JOBS =>
A - According to the text on Smooks fragment splitting, what condition keeps events from being accumulated during in-flight routing?
B - Reproduce word for word the passage of the Smooks fragment-splitting text starting with "Multiple Splitting and" and going on through "endpoint for logging.".
C - Carry on the text about Smooks splitting and routing from its last sentence.

TEXT EXCERPT =>
↓

Smooks supports a number of options when it comes to splitting and routing fragments. The ability to split the stream into fragments and route these fragments to different endpoints (File, JMS, etc…​) is a fundamental capability. Smooks improves this capability with the following features:

Basic Fragment Splitting: basic splitting means that no fragment transformation happens prior to routing. Basic splitting and routing involves defining the XPath of the fragment to be split out and defining a routing component (e.g., Apache Camel) to route that unmodified split fragment.

Complex Fragment Splitting: basic fragment splitting works for many use cases and is what most splitting and routing solutions offer. Smooks extends the basic splitting capabilities by allowing you to perform transformations on the split fragment data before routing is applied. For example, merging in the customer-details order information with each order-item information before performing the routing order-item split fragment routing.

In-Flight Stream Splitting & Routing (Huge Message Support): Smooks is able to process gigabyte streams because it can perform in-flight event routing; events are not accumulated when the max.node.depth parameter is left unset.

Multiple Splitting and Routing: conditionally split and route multiple fragments (different formats XML, EDI, POJOs, etc…​) to different endpoints in a single filtering pass of the source. One could route an OrderItem Java instance to the HighValueOrdersValidation JMS queue for order items with a value greater than $1,000 and route all order items as XML/JSON to an HTTP endpoint for logging.

↑

COLLECTED MATERIAL =>
↓

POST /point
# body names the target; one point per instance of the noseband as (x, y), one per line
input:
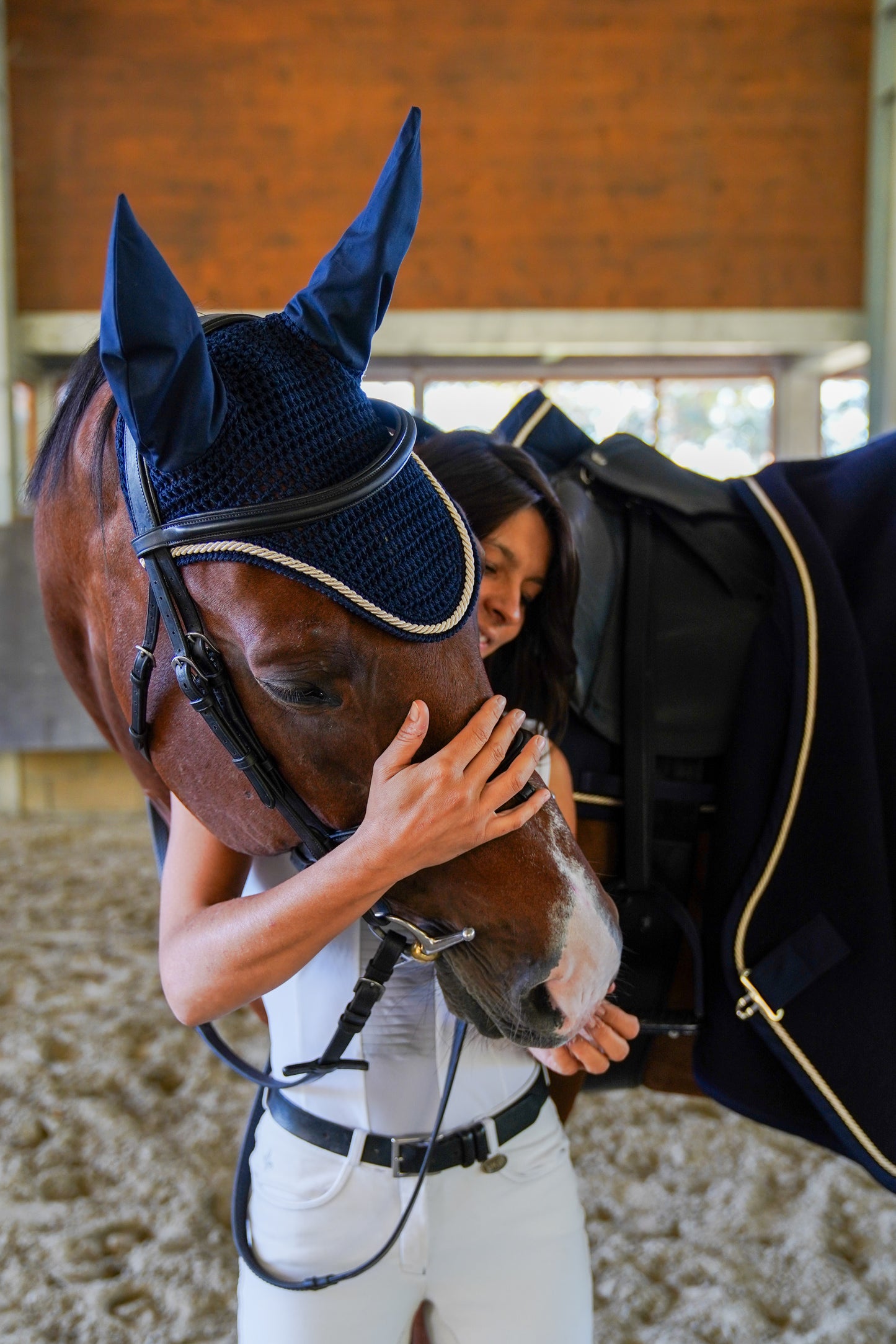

↑

THE RESULTS =>
A - The max.node.depth parameter must be left unset.

B -
Multiple Splitting and Routing: conditionally split and route multiple fragments (different formats XML, EDI, POJOs, etc…​) to different endpoints in a single filtering pass of the source. One could route an OrderItem Java instance to the HighValueOrdersValidation JMS queue for order items with a value greater than $1,000 and route all order items as XML/JSON to an HTTP endpoint for logging.

C -
Extending Smooks

All existing Smooks functionality (Java Binding, EDI processing, etc…​) is built through extension of a number of well defined APIs. We will look at these APIs in the coming sections.

The main extension points/APIs in Smooks are:

Reader APIs: Those for processing Source/Input data (Readers) so as to make it consumable by other Smooks components as a series of well defined hierarchical events (based on the SAX event model) for all of the message fragments and sub-fragments.

Visitor APIs: Those for consuming the message fragment SAX events produced by a source/input reader.

Another very important aspect of writing Smooks extensions is how these components are configured. Because this is common to all Smooks components, we will look at this first.

Configuring Smooks Components

All Smooks components are configured in exactly the same way. As far as the Smooks Core code is concerned, all Smooks components are "resources" and are configured via a ResourceConfig instance, which we talked about in earlier sections.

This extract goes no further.